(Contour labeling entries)
++++++

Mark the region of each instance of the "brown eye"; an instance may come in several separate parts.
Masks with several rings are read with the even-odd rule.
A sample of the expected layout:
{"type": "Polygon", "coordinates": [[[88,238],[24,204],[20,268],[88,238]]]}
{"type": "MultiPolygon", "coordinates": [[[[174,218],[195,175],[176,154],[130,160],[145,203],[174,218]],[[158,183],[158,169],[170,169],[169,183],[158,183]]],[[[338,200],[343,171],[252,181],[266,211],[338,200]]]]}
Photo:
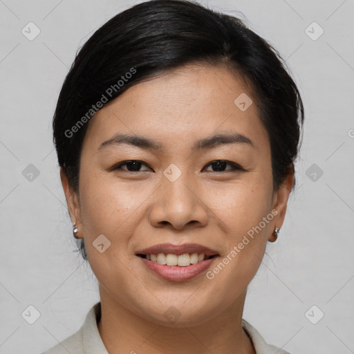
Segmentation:
{"type": "Polygon", "coordinates": [[[143,171],[147,171],[147,169],[140,171],[140,168],[142,165],[147,166],[142,161],[138,160],[129,160],[128,161],[123,161],[120,162],[118,165],[114,166],[111,170],[122,169],[128,172],[141,172],[143,171]],[[122,166],[127,166],[127,169],[122,169],[122,166]]]}
{"type": "Polygon", "coordinates": [[[244,169],[238,165],[224,160],[216,160],[215,161],[210,162],[207,166],[212,166],[213,169],[216,169],[216,171],[212,171],[212,172],[227,172],[237,170],[244,171],[244,169]],[[227,165],[231,166],[231,169],[228,169],[228,170],[225,171],[225,169],[227,165]]]}

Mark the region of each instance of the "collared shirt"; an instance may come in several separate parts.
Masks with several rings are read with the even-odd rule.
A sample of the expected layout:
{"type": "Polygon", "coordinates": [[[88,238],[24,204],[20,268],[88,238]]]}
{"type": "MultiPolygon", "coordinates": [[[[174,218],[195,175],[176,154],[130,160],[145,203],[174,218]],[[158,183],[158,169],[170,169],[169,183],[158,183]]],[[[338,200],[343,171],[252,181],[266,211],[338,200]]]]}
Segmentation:
{"type": "MultiPolygon", "coordinates": [[[[88,311],[77,332],[41,354],[109,354],[97,326],[100,317],[101,303],[98,302],[88,311]]],[[[257,354],[290,354],[268,344],[259,333],[243,319],[242,327],[251,339],[257,354]]]]}

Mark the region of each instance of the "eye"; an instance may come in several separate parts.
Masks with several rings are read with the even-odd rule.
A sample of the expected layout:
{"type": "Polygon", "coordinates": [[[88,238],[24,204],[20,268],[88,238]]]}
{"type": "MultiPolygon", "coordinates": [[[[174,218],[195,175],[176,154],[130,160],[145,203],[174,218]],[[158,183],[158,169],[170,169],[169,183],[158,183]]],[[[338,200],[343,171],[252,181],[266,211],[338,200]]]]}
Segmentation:
{"type": "Polygon", "coordinates": [[[128,172],[141,172],[143,171],[148,171],[147,169],[140,171],[140,167],[142,165],[147,166],[142,161],[139,161],[138,160],[129,160],[127,161],[122,161],[119,164],[113,166],[111,169],[111,171],[115,169],[122,169],[123,171],[127,171],[128,172]],[[127,166],[127,169],[122,169],[122,166],[127,166]]]}
{"type": "Polygon", "coordinates": [[[231,169],[229,169],[229,171],[237,170],[244,171],[241,166],[239,166],[236,163],[231,162],[230,161],[225,161],[225,160],[216,160],[215,161],[212,161],[209,164],[207,165],[207,167],[213,166],[213,167],[216,169],[216,171],[212,171],[212,172],[227,172],[227,170],[222,171],[227,165],[231,166],[231,169]]]}

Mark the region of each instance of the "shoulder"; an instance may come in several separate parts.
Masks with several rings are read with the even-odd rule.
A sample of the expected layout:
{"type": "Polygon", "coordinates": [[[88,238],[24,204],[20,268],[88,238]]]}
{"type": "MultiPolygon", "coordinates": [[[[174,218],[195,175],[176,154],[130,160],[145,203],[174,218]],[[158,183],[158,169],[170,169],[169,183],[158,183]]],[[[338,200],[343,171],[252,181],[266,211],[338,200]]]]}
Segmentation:
{"type": "Polygon", "coordinates": [[[97,325],[100,315],[101,303],[98,302],[88,312],[79,330],[41,354],[108,354],[97,325]]]}
{"type": "Polygon", "coordinates": [[[84,354],[82,329],[83,328],[81,327],[77,332],[41,354],[68,354],[68,353],[84,354]]]}
{"type": "Polygon", "coordinates": [[[259,332],[243,319],[242,319],[242,327],[251,339],[257,354],[290,354],[280,348],[268,344],[259,332]]]}

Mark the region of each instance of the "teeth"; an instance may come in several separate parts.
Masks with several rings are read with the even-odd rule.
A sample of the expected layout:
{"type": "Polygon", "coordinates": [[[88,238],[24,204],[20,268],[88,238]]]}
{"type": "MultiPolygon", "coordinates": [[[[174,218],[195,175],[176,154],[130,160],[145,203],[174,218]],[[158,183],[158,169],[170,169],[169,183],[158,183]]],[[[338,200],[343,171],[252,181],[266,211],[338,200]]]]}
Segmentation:
{"type": "MultiPolygon", "coordinates": [[[[198,262],[201,262],[205,259],[204,253],[185,253],[177,256],[168,253],[165,254],[163,253],[158,253],[158,254],[147,254],[147,259],[151,260],[153,262],[157,262],[160,264],[166,266],[178,266],[180,267],[187,267],[191,264],[195,264],[198,262]]],[[[207,259],[209,257],[207,257],[207,259]]]]}

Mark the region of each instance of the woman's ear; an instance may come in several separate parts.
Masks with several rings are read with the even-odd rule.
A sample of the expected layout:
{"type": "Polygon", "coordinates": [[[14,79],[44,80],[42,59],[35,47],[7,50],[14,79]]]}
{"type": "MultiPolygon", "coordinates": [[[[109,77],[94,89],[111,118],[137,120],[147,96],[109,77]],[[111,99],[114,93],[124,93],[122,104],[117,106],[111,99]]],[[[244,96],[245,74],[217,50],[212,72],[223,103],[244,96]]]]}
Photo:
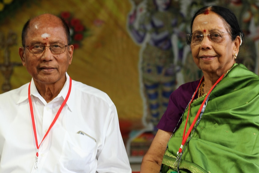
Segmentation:
{"type": "Polygon", "coordinates": [[[238,54],[239,51],[239,47],[242,44],[242,39],[239,36],[236,36],[236,39],[234,40],[234,47],[233,49],[233,54],[238,54]]]}

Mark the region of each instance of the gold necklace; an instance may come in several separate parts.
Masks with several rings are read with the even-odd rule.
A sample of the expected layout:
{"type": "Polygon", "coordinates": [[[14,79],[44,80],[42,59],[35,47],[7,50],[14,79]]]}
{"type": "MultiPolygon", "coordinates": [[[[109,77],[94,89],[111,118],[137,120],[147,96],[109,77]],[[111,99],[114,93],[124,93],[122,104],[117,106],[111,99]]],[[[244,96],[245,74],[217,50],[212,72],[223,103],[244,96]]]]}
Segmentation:
{"type": "Polygon", "coordinates": [[[203,80],[202,84],[201,85],[199,89],[199,92],[198,93],[198,98],[201,97],[204,94],[204,80],[203,80]]]}

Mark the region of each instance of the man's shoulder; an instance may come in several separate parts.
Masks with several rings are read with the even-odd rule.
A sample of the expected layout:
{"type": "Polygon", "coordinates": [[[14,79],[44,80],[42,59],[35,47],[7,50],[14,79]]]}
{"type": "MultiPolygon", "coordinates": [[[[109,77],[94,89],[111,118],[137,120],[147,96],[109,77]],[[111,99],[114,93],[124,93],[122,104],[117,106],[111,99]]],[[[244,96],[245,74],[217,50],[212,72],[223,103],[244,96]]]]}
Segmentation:
{"type": "Polygon", "coordinates": [[[106,102],[112,103],[110,98],[105,92],[80,82],[72,80],[72,87],[77,94],[80,94],[81,97],[94,97],[106,102]]]}
{"type": "Polygon", "coordinates": [[[29,83],[27,83],[21,86],[20,87],[13,89],[10,91],[0,94],[0,99],[1,100],[8,97],[12,97],[14,98],[17,98],[18,97],[21,96],[24,94],[25,92],[27,93],[27,97],[28,97],[28,85],[29,83]]]}

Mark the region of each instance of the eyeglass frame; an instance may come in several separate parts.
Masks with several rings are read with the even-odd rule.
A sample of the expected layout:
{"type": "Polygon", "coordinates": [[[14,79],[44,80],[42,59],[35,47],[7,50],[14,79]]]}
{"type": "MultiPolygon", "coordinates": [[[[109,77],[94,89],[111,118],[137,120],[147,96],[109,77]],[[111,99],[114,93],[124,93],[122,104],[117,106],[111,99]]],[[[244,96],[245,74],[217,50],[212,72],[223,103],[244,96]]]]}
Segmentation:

++++++

Output only the lines running from the line with "Mark the region of each instance of the man's" through the final line of the data, inclusive.

• **SOLVED PROBLEM**
Mark the region of each instance of the man's shoulder; an instance may come in several separate parts.
Masks with several rings are read with the even-odd rule.
A sample of the expected layout:
{"type": "Polygon", "coordinates": [[[14,79],[44,80],[42,59],[35,47],[7,50],[14,79]]]}
{"type": "MultiPolygon", "coordinates": [[[[109,77],[94,89],[111,118],[137,120],[147,96],[109,77]],[[111,99],[114,93],[124,93],[122,104],[117,106],[111,99]]],[[[244,96],[245,74],[217,50],[212,72],[223,103],[244,96]]]]}
Segmentation:
{"type": "Polygon", "coordinates": [[[106,102],[112,103],[110,98],[105,92],[80,82],[72,80],[72,87],[77,94],[80,94],[81,97],[94,97],[106,102]]]}
{"type": "Polygon", "coordinates": [[[29,83],[27,83],[21,86],[20,87],[13,89],[10,91],[0,94],[0,99],[1,100],[8,97],[12,97],[14,98],[17,98],[18,97],[21,96],[24,94],[25,92],[27,93],[27,97],[28,97],[28,85],[29,83]]]}

Mark the region of each instance of the eyeglass frame; an instance may come in several separate parts.
Masks with several rings are read with the even-odd rule.
A sample of the expected layout:
{"type": "Polygon", "coordinates": [[[14,79],[44,80],[42,59],[35,47],[7,50],[14,79]]]}
{"type": "MultiPolygon", "coordinates": [[[[109,77],[94,89],[111,118],[137,120],[147,96],[109,77]],[[111,99],[114,93],[124,93],[122,104],[117,106],[111,99]]],[[[244,96],[245,74],[217,50],[212,72],[223,103],[244,96]]]]}
Segmentation:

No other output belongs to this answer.